> _DATA TO USE_:

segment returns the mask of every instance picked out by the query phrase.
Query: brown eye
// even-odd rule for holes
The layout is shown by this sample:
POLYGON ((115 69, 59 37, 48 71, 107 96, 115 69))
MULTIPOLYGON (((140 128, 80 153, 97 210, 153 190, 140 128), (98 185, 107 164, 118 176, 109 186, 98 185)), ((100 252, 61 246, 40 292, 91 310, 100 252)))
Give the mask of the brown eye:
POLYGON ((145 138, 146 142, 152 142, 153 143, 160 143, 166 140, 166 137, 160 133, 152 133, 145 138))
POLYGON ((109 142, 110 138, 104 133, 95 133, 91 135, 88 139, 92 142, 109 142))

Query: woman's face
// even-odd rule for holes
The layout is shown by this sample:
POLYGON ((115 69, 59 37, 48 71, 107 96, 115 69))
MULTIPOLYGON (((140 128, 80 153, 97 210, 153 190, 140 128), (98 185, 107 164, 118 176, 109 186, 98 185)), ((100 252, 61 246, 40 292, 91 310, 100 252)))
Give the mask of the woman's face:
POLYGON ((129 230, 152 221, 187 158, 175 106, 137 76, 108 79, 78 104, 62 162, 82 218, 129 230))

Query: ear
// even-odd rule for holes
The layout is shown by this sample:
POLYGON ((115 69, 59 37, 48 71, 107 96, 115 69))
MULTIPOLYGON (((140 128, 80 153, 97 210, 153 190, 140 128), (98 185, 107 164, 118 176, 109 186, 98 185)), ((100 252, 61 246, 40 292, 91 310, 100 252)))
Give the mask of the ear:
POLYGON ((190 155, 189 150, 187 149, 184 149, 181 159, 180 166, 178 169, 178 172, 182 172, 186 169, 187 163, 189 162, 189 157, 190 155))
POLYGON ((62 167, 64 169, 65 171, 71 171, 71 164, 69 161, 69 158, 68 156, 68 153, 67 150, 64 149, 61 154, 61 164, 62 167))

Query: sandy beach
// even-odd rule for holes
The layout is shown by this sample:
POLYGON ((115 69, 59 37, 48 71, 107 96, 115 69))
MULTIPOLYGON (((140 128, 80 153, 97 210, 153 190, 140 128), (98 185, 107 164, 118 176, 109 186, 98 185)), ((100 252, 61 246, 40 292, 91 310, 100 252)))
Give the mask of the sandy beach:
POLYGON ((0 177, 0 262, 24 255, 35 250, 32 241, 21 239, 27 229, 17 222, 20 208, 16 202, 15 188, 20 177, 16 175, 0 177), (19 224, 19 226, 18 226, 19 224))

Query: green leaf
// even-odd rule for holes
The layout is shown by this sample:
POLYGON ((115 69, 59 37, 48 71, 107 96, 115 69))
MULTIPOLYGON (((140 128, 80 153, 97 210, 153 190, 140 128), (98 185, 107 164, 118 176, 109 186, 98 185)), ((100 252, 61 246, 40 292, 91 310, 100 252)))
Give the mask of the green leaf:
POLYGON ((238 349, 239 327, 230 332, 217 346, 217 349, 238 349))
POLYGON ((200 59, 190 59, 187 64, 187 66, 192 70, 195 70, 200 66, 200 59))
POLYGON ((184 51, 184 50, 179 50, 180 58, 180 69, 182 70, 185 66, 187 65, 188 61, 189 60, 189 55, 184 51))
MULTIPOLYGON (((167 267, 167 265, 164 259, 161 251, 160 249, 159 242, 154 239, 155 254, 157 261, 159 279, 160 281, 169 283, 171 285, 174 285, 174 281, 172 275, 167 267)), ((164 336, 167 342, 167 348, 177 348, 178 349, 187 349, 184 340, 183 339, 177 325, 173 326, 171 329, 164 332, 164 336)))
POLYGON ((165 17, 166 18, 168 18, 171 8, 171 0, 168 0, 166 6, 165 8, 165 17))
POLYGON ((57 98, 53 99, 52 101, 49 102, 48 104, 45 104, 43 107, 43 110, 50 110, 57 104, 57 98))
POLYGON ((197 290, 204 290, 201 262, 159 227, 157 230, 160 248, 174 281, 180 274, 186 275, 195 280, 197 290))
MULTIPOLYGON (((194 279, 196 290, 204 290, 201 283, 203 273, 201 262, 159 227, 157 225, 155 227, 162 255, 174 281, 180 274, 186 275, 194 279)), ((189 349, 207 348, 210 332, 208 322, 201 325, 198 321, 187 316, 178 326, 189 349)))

> _WHAT THE TASK REQUIRES_:
Copy the items word for word, beginning at the line that has "Query: sandy beach" and stopping after the last line of the items.

> _REPLY_:
Query: sandy beach
// even-odd rule for holes
The layout is shown by this sample:
POLYGON ((115 69, 59 37, 48 71, 107 96, 115 69))
MULTIPOLYGON (((140 128, 80 153, 97 210, 153 190, 140 128), (98 185, 107 164, 118 176, 109 186, 98 185)), ((100 252, 61 246, 40 292, 91 310, 100 252)))
Give the mask of the sandy beach:
POLYGON ((0 177, 0 262, 24 255, 35 250, 32 241, 21 239, 27 229, 17 222, 20 208, 16 202, 15 188, 20 177, 16 175, 0 177), (19 224, 19 226, 18 226, 19 224))

Query: green leaf
// even-odd rule for holes
The layout is shown by this sample:
POLYGON ((115 69, 59 37, 48 71, 107 96, 115 69))
MULTIPOLYGON (((140 128, 80 153, 97 210, 153 190, 140 128), (98 185, 107 164, 118 176, 109 186, 98 185)), ((100 252, 61 246, 40 292, 91 310, 100 252)))
Give the mask of the green leaf:
POLYGON ((238 349, 239 327, 230 332, 217 346, 217 349, 238 349))
POLYGON ((200 59, 190 59, 187 64, 187 66, 192 70, 195 70, 200 66, 200 59))
POLYGON ((184 51, 184 50, 179 50, 180 58, 180 69, 182 70, 185 66, 187 65, 188 61, 189 60, 189 55, 184 51))
MULTIPOLYGON (((167 267, 167 265, 164 259, 161 251, 160 249, 159 242, 154 239, 155 254, 157 261, 159 279, 160 281, 169 283, 171 285, 174 285, 174 281, 172 275, 167 267)), ((164 336, 167 342, 167 348, 177 348, 178 349, 187 349, 184 340, 183 339, 177 325, 173 326, 171 329, 164 332, 164 336)))
POLYGON ((165 17, 166 18, 168 18, 171 8, 171 0, 168 0, 166 6, 165 8, 165 17))
POLYGON ((57 98, 53 99, 52 101, 49 102, 48 104, 45 104, 43 107, 43 110, 50 110, 57 104, 57 98))
POLYGON ((197 290, 204 290, 201 262, 159 227, 157 230, 160 248, 174 281, 180 274, 186 275, 195 280, 197 290))
MULTIPOLYGON (((194 279, 196 290, 204 290, 201 283, 203 273, 201 262, 159 227, 157 225, 155 227, 162 255, 174 281, 180 274, 186 275, 194 279)), ((189 349, 207 348, 210 332, 208 322, 201 325, 198 321, 187 316, 178 326, 189 349)))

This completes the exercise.